What is needed is an exact copy of the data that follows.

**Material provided**
• • • •
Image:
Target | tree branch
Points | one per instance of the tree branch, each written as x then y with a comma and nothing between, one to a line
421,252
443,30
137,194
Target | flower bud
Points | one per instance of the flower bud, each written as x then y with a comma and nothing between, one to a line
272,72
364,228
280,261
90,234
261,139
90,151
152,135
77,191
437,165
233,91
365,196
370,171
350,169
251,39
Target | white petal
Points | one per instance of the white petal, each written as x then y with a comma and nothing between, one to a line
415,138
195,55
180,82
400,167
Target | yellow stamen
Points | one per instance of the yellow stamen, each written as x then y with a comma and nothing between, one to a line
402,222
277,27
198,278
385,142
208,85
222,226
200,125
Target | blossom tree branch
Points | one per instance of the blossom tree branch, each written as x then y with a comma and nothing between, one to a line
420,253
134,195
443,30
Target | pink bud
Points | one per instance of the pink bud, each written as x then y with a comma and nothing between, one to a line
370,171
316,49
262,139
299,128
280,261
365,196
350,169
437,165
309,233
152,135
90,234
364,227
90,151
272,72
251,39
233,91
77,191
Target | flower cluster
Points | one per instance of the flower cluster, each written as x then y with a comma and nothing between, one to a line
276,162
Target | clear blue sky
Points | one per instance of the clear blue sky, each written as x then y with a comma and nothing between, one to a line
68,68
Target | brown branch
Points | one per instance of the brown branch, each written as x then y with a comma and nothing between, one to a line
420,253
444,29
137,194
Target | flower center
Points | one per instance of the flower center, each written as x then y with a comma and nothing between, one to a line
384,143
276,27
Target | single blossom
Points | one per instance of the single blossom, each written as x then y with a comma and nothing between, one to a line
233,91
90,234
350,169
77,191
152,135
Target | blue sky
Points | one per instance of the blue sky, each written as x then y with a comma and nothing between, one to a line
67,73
• • • •
**Problem solution**
Image:
Target | tree branch
Points | one per instance of the tree branch, each written as x then y with a comma and nothing between, one to a line
421,252
443,30
137,194
Target | flower bud
Points | one per instance of the flower bud, each written as x then y with a comma and nothing between, one to a line
272,72
364,228
280,261
90,234
261,139
90,151
152,135
77,191
437,165
233,91
365,196
370,171
350,169
251,39
Target | white petal
Points | one per instance of the white petal, each written as x then y with a comma and nothing between, one to a line
415,138
195,55
180,82
400,167
Target | yellow stamen
Points | one per instance of the yellow stamen, each written as x then y with a comma and nothing between, one to a line
402,222
277,27
198,278
385,142
208,85
222,226
200,125
Target | blossom tree branch
Points | one per instance of the blossom tree branch, each written as x then y with a comma and nothing between, one to a line
420,253
134,195
443,30
Target | pink bud
Points | one per instance of the pink bud, each written as x then y with a comma and nothing between, one to a line
370,171
316,49
262,139
299,128
280,261
365,196
350,169
437,165
309,233
152,135
90,234
364,227
90,151
272,72
251,39
233,91
77,191
Target | flower cluster
Points | one per instance of the flower cluster, each written as x then y with a comma and nothing between, one to a line
276,162
Target | clear blue sky
Points | one per instance of the clear blue sky, each written as x then y with a comma and nothing between, one to a line
68,68
Target | brown branch
Points | one per instance of the brown branch, each written as x then y with a comma and nothing between, one to a line
420,253
444,29
137,194
Target | flower center
Points | one per instance of the flower center, each written as x then y with a comma and nothing between, one to a line
384,143
276,27
Target | single blossom
Points | one per instance of the single blossom, each written as x then y with a comma and nothing between, one to a line
233,91
90,234
350,169
77,191
152,135
Target | blue sky
Points | one per instance of the blue sky, each written as x then y with a comma and nothing between, one to a line
67,73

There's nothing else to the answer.